• **TEXT EXTRACT**
Australian baby boomers have never experienced a "rainy day" - so they've never planned for one.

But then why would you?

Over the last 20 years, virtually everything has gone up... and up...

A generational bull market has lifted the stock market, property values and commodity prices to dizzying heights. Most of us have felt the benefit of this in some way or other.

It's certainly made us feel a lot wealthier than we are. And when you feel wealthy, you tend to act wealthy.

And that's just what we've been doing - in some style... We've bought bigger houses, newer cars, nicer TV sets - and in the process, we've racked up more personal debt than the Americans were in just before the U.S. sub-prime crisis hit.

How deep in debt are we?

According to the Bank of International Settlements (BIS), during the 1980s, the ratio of household debt to disposable income for Australian households was around 45%. For every dollar an Aussie earned he owed 45 cents. Not ideal - but manageable.

Since 1990, the BIS reports that this ratio has risen rapidly, reaching an incredible 157% in December 2007. That means for every dollar the average Aussie earns, he owes $1.57.

In an October 2008 article, The Australian reported:

"By 2008, Australian households carried 35 per cent more debt relative to their income than Americans. The great Australian middle class has become more addicted to credit and more spendthrift than the US, the home of consumer capitalism."

We all know what happened in America after their debt bubble exploded...

But despite that warning, and despite debt far in excess of their incomes, Aussies are STILL spending money like it's going out of fashion.

In June 2009 the government handed out $900-a-piece to low and middle-income earners as part of a $23 billion stimulus package. By August, Australian National University economist Professor Andrew Leigh found that 40 per cent of those who'd received that cash had spent the lot. That's some stimulus for the economy!

"This is approximately twice as high as the share of United States residents who reported that they spent the tax rebates handed out in 2001 and 2008," noted Professor Leigh.

We all love spending free cash - who doesn't? - But every dollar you fritter away now is a dollar your future self will have to find when there's no regular money coming in.

The fact is, despite the overwhelming warnings, many of us spend more than we earn without any thought to the consequences... we believe that house prices will always rise... that high asset values equate to "true" wealth... and that we don't have to save any of our income because our super will provide us with a comfortable retirement.

But hang on a second - How often do you audit your super?

How regularly do you check to see whether your nest egg is still growing... or, at the very least, well protected against the economic downturn? Every month? Once a year? Never?

Have you checked it recently? Maybe you should...

Many Aussies opt for their company approved super fund and then forget about it, expecting to be handed a huge cheque at the end of their working life.

Granted, it's convenient: no research, no hassle, no worries. There's usually a big name behind the fund, and the glossy brochure your HR Manager hands you makes you feel cosseted and reassured.

• **RECORD SET**

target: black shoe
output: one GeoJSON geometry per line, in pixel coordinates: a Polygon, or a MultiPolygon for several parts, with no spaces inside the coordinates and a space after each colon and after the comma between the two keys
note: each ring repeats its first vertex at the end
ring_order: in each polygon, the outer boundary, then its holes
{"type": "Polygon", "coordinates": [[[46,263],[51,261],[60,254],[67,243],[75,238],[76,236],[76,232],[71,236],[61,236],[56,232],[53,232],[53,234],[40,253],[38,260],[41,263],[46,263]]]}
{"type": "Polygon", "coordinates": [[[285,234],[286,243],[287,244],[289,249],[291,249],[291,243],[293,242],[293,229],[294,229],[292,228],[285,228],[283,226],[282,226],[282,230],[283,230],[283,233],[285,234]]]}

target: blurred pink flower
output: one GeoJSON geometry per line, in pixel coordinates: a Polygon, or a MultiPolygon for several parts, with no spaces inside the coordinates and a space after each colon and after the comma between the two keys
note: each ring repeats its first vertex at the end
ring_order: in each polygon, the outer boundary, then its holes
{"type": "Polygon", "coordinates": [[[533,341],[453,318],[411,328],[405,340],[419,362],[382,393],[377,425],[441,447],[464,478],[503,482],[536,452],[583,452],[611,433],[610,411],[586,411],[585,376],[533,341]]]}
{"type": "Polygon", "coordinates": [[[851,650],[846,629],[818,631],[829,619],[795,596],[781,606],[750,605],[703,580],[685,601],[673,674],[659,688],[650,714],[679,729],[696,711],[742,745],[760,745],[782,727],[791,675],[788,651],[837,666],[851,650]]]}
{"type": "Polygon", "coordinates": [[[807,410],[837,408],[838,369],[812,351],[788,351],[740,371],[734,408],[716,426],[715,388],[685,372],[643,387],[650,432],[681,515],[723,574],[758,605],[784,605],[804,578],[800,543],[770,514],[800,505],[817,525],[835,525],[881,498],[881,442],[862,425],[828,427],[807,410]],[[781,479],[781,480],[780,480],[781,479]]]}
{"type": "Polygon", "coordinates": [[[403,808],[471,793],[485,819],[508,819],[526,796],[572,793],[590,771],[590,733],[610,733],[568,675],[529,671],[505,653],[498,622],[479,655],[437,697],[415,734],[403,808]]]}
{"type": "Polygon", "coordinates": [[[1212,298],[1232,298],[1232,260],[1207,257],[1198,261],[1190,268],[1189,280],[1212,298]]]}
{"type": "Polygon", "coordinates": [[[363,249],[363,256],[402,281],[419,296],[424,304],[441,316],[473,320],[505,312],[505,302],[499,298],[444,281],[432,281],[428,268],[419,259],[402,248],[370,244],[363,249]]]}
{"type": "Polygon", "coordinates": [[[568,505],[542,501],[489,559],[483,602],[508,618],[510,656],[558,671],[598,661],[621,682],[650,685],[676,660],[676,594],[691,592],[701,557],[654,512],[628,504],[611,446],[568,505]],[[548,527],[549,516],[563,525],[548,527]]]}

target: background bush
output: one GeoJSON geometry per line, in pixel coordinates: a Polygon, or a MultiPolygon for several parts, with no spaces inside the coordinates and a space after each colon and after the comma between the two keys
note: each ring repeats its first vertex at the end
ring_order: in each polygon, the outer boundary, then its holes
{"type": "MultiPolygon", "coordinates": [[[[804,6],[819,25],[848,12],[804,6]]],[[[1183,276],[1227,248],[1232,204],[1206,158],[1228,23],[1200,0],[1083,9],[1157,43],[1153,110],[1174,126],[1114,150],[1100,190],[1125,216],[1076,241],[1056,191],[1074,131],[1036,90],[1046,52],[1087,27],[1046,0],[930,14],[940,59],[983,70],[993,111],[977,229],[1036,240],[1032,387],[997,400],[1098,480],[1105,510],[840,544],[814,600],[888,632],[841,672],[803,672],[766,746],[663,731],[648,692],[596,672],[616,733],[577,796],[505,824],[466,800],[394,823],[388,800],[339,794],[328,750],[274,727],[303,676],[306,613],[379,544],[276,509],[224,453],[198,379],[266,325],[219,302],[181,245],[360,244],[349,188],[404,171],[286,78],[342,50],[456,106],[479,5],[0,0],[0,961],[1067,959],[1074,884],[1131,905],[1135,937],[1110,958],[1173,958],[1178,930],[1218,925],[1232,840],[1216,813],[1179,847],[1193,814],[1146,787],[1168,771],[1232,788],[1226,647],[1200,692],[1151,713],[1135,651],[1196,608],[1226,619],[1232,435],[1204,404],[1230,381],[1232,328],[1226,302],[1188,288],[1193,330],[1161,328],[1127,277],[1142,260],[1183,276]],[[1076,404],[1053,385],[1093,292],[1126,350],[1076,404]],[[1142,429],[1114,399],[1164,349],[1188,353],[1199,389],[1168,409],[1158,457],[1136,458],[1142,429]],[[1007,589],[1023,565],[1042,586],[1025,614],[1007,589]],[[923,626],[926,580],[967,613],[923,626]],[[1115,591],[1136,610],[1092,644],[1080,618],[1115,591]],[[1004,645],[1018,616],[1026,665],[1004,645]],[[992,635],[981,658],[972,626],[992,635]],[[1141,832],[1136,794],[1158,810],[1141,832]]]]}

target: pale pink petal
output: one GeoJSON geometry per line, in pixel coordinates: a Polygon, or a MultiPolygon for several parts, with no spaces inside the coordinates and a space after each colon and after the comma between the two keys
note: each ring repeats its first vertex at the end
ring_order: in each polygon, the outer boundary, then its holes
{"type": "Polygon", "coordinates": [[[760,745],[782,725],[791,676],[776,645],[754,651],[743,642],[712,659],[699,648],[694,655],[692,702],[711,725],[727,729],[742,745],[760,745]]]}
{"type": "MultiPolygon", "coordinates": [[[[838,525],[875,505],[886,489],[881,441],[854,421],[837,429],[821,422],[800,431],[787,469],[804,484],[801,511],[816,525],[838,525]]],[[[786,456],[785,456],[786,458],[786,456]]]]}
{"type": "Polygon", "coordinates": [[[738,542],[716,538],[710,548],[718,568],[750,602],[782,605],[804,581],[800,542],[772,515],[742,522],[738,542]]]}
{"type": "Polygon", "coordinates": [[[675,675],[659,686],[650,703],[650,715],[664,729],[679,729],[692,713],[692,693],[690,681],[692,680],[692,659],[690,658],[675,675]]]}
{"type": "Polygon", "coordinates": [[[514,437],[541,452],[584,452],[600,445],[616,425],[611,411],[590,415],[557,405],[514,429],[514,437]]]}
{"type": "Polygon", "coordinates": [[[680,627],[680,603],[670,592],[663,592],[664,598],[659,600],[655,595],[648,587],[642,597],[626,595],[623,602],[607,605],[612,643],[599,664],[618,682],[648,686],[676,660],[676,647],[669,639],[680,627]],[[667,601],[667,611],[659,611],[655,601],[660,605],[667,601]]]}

• **EXERCISE REQUIREMENTS**
A. In the piece on Australian household debt, copy the passage between "The fact is, despite" and "their working life.", inclusive, swapping "nest egg" for "retirement savings".
B. In the piece on Australian household debt, what did the BIS report the ratio of household debt to disposable income had reached in December 2007?

• **PER-TASK OUTPUTS**
A.
The fact is, despite the overwhelming warnings, many of us spend more than we earn without any thought to the consequences... we believe that house prices will always rise... that high asset values equate to "true" wealth... and that we don't have to save any of our income because our super will provide us with a comfortable retirement.

But hang on a second - How often do you audit your super?

How regularly do you check to see whether your retirement savings is still growing... or, at the very least, well protected against the economic downturn? Every month? Once a year? Never?

Have you checked it recently? Maybe you should...

Many Aussies opt for their company approved super fund and then forget about it, expecting to be handed a huge cheque at the end of their working life.

B. 157%